### TEXTAUSZUG

################

Schreiben im Schatten der Erinnerung
Die Traumata seiner Kindheit prägten viele Bücher von Peter Härtling. Doch er fand auch hellere Töne. Jetzt ist er 83-jährig gestorben
Mörfelden Walldorf Die Erlebnisse seiner Kindheit haben ihn nicht losgelassen. „Was wir heute hören, Pegida und Ähnliches, ist wie ein bitterböses Echo aus jenen Tagen“, sagte der Schriftsteller Peter Härtling im vergangenen Jahr mit Blick auf seine Fluchterfahrung nach dem Zweiten Weltkrieg. Er frage sich, ob die Geschichte in Vergessenheit geraten sei. Familien-, Flucht- und Außenseitergeschichten sowie die Themen Heimat und Erinnerung haben sein Werk geprägt. Am Montag ist Härtling nach kurzer schwerer Erkrankung mit 83 Jahren in Rüsselsheim gestorben, wie sein Verlag Kiepenheuer & Witsch in Köln mitteilte. Seit Anfang der 70er Jahre hatte er in Mörfelden-Walldorf bei Frankfurt gelebt.
Härtlings Kindheit war gezeichnet von Nationalsozialismus und Krieg. Geboren 1933 in Chemnitz, zog er mit der Familie 1941 nach Olmütz im damals von Deutschland besetzten Sudetenland. Der Vater lehnte den Nationalsozialismus ab, der Sohn war begeisterter Hitlerjunge. Als die Familie 1945 nach Niederösterreich floh, geriet der Vater in russische Gefangenschaft und starb kurze Zeit später. Die Familie erfuhr erst ein Jahr später davon. Sie war inzwischen im württembergischen Nürtingen gestrandet. Die Mutter beging im Oktober 1946 Selbstmord; ihre Vergewaltigung durch russische Soldaten hatte der junge Härtling 1945 mit ansehen müssen.
Peter und seine Schwester wuchsen bei der Großmutter und zwei Tanten auf. Die Frauen fanden den traumatisierten Jungen „aufsässig“. Vor allem der Maler Fritz Ruoff, der als Kommunist von den Nationalsozialisten verfolgt worden war, wurde für ihn zum Mentor. Von seiner kindlichen Begeisterung für die Nazis verabschiedete sich Härtling gründlich. In der Schule eckte er mit linken Ansichten an und distanzierte sich vom Nazi-Gedankengut seiner Lehrer. Ein Jahr vor dem Abitur verließ er die Schule.

################

### ANGEZEIGTE DATEN
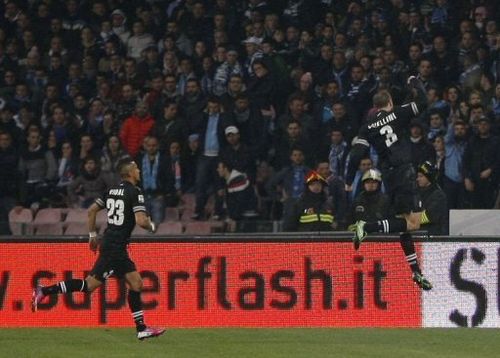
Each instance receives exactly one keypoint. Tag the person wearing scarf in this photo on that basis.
(313, 211)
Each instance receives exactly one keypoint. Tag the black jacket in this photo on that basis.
(435, 218)
(369, 206)
(312, 212)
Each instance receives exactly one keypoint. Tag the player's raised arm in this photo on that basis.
(144, 221)
(410, 110)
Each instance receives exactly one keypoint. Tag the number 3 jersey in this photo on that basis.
(121, 203)
(387, 132)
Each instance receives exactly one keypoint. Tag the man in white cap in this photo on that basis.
(252, 47)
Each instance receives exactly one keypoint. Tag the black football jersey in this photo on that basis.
(387, 132)
(121, 203)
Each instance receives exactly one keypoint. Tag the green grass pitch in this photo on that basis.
(252, 343)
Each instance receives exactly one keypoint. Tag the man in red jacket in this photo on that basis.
(135, 129)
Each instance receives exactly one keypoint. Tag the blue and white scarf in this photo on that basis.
(149, 174)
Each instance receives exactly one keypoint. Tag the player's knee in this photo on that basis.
(413, 224)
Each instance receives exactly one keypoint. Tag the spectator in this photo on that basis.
(436, 125)
(337, 155)
(212, 141)
(371, 203)
(193, 102)
(177, 171)
(135, 129)
(88, 148)
(237, 154)
(262, 88)
(293, 138)
(287, 185)
(481, 166)
(171, 127)
(9, 179)
(139, 40)
(190, 159)
(435, 216)
(455, 144)
(112, 154)
(239, 193)
(357, 184)
(313, 211)
(155, 178)
(421, 149)
(88, 186)
(252, 47)
(235, 88)
(252, 124)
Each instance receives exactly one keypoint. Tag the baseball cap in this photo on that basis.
(231, 130)
(253, 40)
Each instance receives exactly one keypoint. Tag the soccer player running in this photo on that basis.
(387, 131)
(125, 207)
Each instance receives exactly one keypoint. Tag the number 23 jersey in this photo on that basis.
(121, 203)
(388, 133)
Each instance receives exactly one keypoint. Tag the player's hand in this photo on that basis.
(93, 241)
(469, 185)
(152, 228)
(411, 80)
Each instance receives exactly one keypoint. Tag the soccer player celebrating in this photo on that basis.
(125, 207)
(386, 130)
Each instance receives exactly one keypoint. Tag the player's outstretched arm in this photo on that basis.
(144, 221)
(92, 215)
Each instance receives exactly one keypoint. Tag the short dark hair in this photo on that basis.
(124, 167)
(381, 99)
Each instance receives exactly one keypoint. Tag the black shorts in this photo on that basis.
(117, 263)
(401, 187)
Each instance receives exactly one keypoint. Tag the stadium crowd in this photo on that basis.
(240, 99)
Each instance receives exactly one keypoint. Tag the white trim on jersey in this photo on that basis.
(362, 142)
(414, 108)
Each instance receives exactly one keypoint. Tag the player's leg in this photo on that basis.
(413, 220)
(401, 186)
(134, 282)
(89, 284)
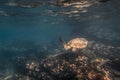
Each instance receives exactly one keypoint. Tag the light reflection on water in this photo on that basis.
(25, 26)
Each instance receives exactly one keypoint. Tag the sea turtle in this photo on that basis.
(74, 44)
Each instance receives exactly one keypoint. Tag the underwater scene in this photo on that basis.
(59, 40)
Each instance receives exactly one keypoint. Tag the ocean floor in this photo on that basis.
(31, 33)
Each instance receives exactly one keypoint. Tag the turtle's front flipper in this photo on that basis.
(61, 40)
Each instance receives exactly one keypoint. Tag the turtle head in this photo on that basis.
(65, 46)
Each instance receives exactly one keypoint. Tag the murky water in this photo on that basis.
(30, 30)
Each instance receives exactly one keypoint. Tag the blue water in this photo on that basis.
(23, 27)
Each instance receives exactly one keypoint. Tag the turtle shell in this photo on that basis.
(77, 43)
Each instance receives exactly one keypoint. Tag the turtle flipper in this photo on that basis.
(61, 40)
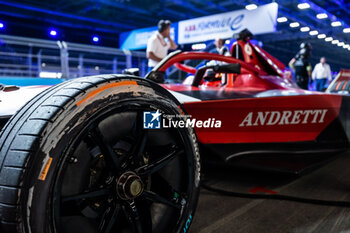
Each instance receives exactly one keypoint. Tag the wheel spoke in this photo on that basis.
(106, 149)
(139, 146)
(149, 169)
(151, 196)
(133, 217)
(87, 195)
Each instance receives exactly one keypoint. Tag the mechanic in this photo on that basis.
(221, 48)
(159, 44)
(321, 73)
(301, 65)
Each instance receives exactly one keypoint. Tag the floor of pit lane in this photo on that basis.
(218, 213)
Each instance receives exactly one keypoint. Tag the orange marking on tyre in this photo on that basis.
(44, 172)
(105, 87)
(262, 189)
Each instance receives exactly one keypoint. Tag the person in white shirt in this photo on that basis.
(158, 46)
(321, 73)
(221, 48)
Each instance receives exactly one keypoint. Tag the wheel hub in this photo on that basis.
(129, 186)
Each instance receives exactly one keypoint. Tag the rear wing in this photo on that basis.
(341, 83)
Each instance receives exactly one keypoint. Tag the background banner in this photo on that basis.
(258, 21)
(224, 25)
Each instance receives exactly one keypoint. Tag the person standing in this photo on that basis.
(158, 46)
(221, 48)
(321, 73)
(301, 66)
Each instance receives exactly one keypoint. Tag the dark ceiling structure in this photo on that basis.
(79, 19)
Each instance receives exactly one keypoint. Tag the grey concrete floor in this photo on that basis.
(217, 213)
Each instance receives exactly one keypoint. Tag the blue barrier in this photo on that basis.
(22, 81)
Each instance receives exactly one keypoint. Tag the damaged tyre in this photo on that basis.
(77, 158)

################

### AUFGABENSTELLUNG
• a. Schreib die Zeilen nach dem Text über Peter Härtling erneut vollständig ab, beginnend bei der Zeile mit „Each instance receives exactly one keypoint. Tag the background“ und endend mit der letzten Zeile. Multipliziere dabei jede Koordinate in den Antworten mit 1,6 und runde auf ganze Zahlen, wobei Halbe aufgerundet werden.
• b. Führe den Text über Peter Härtling im Anschluss an seinen letzten Satz weiter.

### LÖSUNGEN
• a.
Each instance receives exactly one keypoint. Tag the background banner in this photo on that basis.
(413, 34)
(358, 40)
Each instance receives exactly one keypoint. Tag the person standing in this photo on that basis.
(253, 74)
(354, 77)
(514, 117)
(482, 106)
Each instance receives exactly one keypoint. Tag the dark ceiling structure in this photo on that basis.
(126, 30)
Each instance receives exactly one keypoint. Tag the grey concrete floor in this photo on that basis.
(347, 341)
Each instance receives exactly one keypoint. Tag the blue barrier in this photo on that basis.
(35, 130)
Each instance receives exactly one keypoint. Tag the damaged tyre in this photo on that basis.
(123, 253)

• b.
Härtling schlug zunächst die Journalisten-Laufbahn ein, wurde Volontär bei der Nürtinger Zeitung, Redakteur bei der Heidenheimer Zeitung, Feuilleton-Redakteur bei der Deutschen Zeitung und bei der Zeitschrift Der Monat, deren Mitherausgeber er wurde. In den 1960er Jahren beteiligte sich Härtling an Wahlkämpfen für die SPD und schrieb Reden; später wandte er sich von den Sozialdemokraten ab und unterstützte die Friedensbewegung. Zuletzt zeigte er sich von der Politik enttäuscht, weil sie keine Visionen mehr verfolge.
Das eigentliche Lebensthema für Härtling war die Literatur. Ab 1967 wurde er Cheflektor beim S. Fischer Verlag in Frankfurt, dann rückte er in die Geschäftsführung auf. 1974 erfüllte er sich den Traum, als freier Schriftsteller zu arbeiten. Doch bereits 1953 hatte Härtling einen ersten Gedichtband veröffentlicht, „poeme und songs“. Weitere Gedichtausgaben folgten und mit „Im Schein des Kometen“1959 auch der erste Roman. Härtling vernetzte sich in der literarischen Szene. 1965 las er bei der Tagung der „Gruppe 47“.
Härtling war ein vielseitiger und experimentierfreudiger Autor. Romane, Erzählungen und autobiografische Schriften zählen ebenso zu seinen Werken wie Kinderbücher. Den Anstoß dazu gaben seine vier Kinder, aber auch die Erinnerung an die eigene Kindheit. So thematisiert „Ben liebt Anna“die Freundschaft eines Jungen zu einem Spätaussiedler-Mädchen. Bis heute gehört das Kinderbuch aus dem Jahr 1979 zur Schullektüre. 2013 veröffentlichte Härtling als Weiterentwicklung des klassischen Briefromans „Hallo Opa – Liebe Mirjam. Eine Geschichte in E-Mails“.
Zu seinen bekanntesten Romanen gehören seine Künstlerbiografien. Härtlings Liebe zur Musik verband sich darin mit der Begeisterung für die schwäbischen Romantiker. Dabei hatten es ihm vor allem die Außenseiter und Grenzgänger angetan: Hölderlin, Schubert, Schumann, E.T.A. Hoffmann oder Wilhelm Waiblinger. Auch wenn dem Erzählton Härtlings gelegentlich eine gewisse Behäbigkeit attestiert wurde, zeichnen sich einige seiner Bücher doch gerade durch formale Kühnheit aus. Die Hölderlin-Romanbiografie etwa folgt nicht nur dem Gang des genialen Dichters in die geistige Umnachtung, sondern reflektiert in harten Einschüben immer wieder auch die Problematik des Erzählens fremder Lebensgeschichten.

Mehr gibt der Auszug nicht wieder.